A Juan Real, la planta más autóctona
torrecampeña.
El viento ruge ahí afuera. Oigo
quejarse a los toldos que protegen los balcones desde donde escribo con un
crujir que más parecen las maderas de un bergantín a su paso por el estrecho
de Magallanes. Salgo a arriarlos. Primero recojo el del balcón que mira al Sur, y
luego a continuación el del ala Oeste dado que mi escritorio hace escuadra a
dos calles. Cuando lo hago miro al cielo vestido este de medio luto. La tarde
tiene un tinte gris. A lo lejos, en lontananza, jirones de nublos oscuros como
toros zainos se agrupan en manada pintando el horizonte de un negro intenso
que como un velo a merced del viento se van acercando lentamente. Mientras, la
tarde agoniza prematuramente fabricando en el cielo madrileño un atardecer
lúgubre y tormentoso. Algunos vencejos parecen querer beber agua negra en las
espesas nubes mientras vuelan en desorden en lo más alto del cielo dibujando
arabescos surcos en el aire.

**Tareas a realizar:**
(a) Filtra los registros y copia cada línea que contenga la cadena "water". La búsqueda distingue entre mayúsculas y minúsculas.
(b) Continúa el fragmento sobre la tormenta que se avecina en la tarde madrileña a partir de su última oración.

**Datos de entrada:**
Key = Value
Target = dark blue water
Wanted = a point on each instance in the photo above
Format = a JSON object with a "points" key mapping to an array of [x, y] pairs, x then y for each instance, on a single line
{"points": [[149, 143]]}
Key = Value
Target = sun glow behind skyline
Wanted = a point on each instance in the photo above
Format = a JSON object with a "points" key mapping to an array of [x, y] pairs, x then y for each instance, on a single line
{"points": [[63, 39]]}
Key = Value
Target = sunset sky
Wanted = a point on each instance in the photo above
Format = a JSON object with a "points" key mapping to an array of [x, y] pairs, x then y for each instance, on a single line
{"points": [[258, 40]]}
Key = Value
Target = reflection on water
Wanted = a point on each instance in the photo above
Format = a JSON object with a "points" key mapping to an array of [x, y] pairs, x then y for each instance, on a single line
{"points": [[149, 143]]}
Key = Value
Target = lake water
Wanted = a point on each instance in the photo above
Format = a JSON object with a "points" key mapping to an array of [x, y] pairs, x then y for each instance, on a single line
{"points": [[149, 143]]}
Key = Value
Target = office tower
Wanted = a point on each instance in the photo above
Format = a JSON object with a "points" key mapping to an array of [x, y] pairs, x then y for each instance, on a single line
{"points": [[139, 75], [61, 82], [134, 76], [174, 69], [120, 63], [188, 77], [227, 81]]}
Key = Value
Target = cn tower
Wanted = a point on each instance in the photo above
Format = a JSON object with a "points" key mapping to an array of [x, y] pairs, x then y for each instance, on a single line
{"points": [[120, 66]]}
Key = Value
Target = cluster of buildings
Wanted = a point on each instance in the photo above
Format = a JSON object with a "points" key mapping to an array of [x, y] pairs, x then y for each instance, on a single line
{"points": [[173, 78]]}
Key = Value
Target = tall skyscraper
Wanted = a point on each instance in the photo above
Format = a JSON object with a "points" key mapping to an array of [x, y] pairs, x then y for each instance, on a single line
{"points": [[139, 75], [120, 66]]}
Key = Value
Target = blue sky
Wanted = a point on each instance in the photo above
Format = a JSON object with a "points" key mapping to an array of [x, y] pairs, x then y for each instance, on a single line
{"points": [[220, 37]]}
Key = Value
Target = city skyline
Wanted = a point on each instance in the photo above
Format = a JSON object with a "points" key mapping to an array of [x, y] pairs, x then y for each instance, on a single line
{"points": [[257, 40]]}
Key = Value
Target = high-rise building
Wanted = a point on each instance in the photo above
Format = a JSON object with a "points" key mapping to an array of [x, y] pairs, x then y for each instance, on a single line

* * *

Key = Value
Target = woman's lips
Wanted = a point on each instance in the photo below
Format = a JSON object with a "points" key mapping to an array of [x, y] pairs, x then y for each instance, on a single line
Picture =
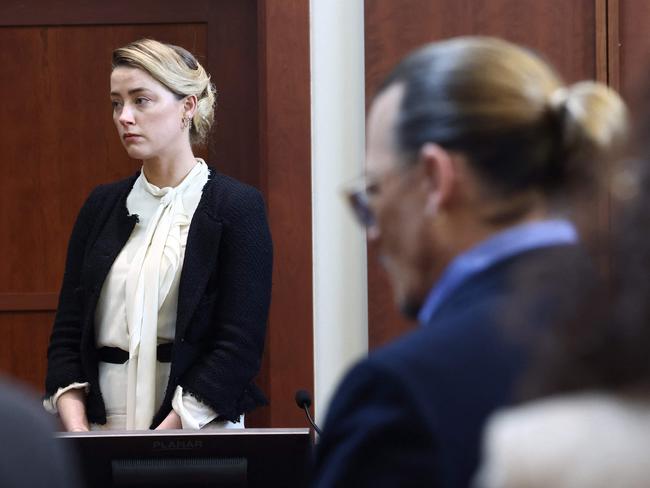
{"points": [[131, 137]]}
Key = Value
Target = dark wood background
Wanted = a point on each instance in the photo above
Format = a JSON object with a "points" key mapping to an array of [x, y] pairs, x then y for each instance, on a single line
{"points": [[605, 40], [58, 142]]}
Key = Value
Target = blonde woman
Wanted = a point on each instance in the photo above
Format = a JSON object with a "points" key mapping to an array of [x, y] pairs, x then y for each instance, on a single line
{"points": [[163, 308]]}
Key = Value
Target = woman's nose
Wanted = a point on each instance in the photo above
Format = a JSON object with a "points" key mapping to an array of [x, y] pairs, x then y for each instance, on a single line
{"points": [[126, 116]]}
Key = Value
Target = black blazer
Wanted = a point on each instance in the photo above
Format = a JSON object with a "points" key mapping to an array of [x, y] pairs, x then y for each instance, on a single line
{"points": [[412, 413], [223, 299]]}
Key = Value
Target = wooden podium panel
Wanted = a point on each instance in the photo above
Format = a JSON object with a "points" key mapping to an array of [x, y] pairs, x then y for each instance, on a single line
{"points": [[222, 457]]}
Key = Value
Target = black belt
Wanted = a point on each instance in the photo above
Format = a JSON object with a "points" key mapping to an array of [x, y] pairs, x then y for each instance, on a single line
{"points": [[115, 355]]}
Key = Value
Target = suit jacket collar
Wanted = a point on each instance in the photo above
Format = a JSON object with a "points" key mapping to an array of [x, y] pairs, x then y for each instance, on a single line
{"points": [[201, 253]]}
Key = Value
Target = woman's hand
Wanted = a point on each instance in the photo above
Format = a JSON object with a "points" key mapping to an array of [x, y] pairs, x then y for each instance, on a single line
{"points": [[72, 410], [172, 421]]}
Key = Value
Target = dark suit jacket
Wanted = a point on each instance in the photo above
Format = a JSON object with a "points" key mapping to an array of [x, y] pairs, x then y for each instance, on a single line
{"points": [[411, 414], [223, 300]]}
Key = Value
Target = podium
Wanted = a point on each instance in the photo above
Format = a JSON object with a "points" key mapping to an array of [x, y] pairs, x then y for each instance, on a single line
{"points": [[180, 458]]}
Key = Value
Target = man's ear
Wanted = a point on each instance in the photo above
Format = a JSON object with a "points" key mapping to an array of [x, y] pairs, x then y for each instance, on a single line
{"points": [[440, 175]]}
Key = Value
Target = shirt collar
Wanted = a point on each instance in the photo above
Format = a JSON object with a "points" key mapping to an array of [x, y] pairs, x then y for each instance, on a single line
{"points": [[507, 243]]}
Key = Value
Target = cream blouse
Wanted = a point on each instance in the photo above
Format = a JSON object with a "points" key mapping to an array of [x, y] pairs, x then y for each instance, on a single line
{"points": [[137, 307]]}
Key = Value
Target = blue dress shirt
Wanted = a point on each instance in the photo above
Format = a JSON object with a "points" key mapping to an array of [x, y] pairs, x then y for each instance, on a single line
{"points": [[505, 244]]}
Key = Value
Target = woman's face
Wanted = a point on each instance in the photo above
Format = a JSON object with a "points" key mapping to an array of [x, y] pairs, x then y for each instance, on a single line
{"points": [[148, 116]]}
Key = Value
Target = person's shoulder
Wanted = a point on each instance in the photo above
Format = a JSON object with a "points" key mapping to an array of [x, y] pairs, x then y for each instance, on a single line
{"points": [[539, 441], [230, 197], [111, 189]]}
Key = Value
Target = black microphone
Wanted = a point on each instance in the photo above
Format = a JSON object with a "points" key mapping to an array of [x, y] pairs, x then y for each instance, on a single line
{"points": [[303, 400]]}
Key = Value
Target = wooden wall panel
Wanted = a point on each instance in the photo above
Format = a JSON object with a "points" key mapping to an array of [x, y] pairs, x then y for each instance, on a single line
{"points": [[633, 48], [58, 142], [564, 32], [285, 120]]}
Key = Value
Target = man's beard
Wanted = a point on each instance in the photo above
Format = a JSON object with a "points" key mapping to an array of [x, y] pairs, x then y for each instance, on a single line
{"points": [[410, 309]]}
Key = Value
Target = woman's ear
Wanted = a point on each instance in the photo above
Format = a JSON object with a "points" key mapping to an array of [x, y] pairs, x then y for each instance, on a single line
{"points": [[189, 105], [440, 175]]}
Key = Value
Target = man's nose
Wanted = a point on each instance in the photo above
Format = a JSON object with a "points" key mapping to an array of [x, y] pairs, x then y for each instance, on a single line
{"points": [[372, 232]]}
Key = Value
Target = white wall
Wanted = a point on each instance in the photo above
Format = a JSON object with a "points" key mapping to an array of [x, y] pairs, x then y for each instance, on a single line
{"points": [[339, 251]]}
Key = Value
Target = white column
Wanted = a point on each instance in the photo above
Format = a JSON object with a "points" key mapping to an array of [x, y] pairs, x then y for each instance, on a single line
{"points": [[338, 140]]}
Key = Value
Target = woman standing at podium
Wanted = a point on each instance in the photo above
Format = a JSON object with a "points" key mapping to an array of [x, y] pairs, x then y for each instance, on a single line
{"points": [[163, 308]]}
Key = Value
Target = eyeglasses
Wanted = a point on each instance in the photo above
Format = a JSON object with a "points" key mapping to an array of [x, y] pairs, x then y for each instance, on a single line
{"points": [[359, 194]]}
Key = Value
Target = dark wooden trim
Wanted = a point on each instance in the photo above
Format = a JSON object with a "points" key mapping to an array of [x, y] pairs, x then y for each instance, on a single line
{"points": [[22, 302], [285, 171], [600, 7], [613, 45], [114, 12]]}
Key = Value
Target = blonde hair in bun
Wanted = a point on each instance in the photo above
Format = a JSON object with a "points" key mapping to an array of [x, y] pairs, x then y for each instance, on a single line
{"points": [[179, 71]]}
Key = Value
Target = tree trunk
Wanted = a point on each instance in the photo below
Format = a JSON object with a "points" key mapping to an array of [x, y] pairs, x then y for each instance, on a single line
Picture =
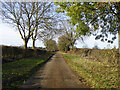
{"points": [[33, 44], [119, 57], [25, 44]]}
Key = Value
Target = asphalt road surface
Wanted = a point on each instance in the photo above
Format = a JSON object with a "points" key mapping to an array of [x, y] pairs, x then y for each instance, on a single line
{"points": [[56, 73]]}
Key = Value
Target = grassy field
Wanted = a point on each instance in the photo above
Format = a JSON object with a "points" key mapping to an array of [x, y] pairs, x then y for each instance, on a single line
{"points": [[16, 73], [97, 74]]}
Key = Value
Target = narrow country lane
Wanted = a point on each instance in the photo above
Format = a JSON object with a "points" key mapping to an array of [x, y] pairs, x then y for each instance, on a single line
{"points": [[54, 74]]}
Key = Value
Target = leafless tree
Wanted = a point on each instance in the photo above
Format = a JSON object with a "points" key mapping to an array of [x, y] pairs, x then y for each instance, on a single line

**Resultados por tarea:**
(a)
Target = dark blue water
Target = reflection on water
Target = lake water

(b)
Huele a tierra mojada, a llanto del campo,
a era regada, huele a mi pueblo, y hacía él vuela mi imaginación porque
quiero ver como se despeinan los olivos al mecerse por el viento entre
remolinos de polvo y de cómo viajan en ellos vilanos sin billete transportando
sus semillas lejos del cardo que los parió. Quiero ver como la lluvia limpia
los pinos de nuestro cerro sagrado y ver sus gotas brillar como perlas en cada
una de sus hojas que son agujas al tiempo que mansamente en su caída riegan el
monte. Quiero embriagarme con el olor a tomillo recién mojado mezclado con el
grato y placentero perfume que desprende la montaña, con esa mezcolanza de
olores serranos tan difícil de definir. Quiero oler a pajón empapado, y ver
pero no puedo, ni quiero, el trasiego de aquellos tiempos de parvas angustiosas y de bieldos presurosos en las eras ante el presagio de tormenta.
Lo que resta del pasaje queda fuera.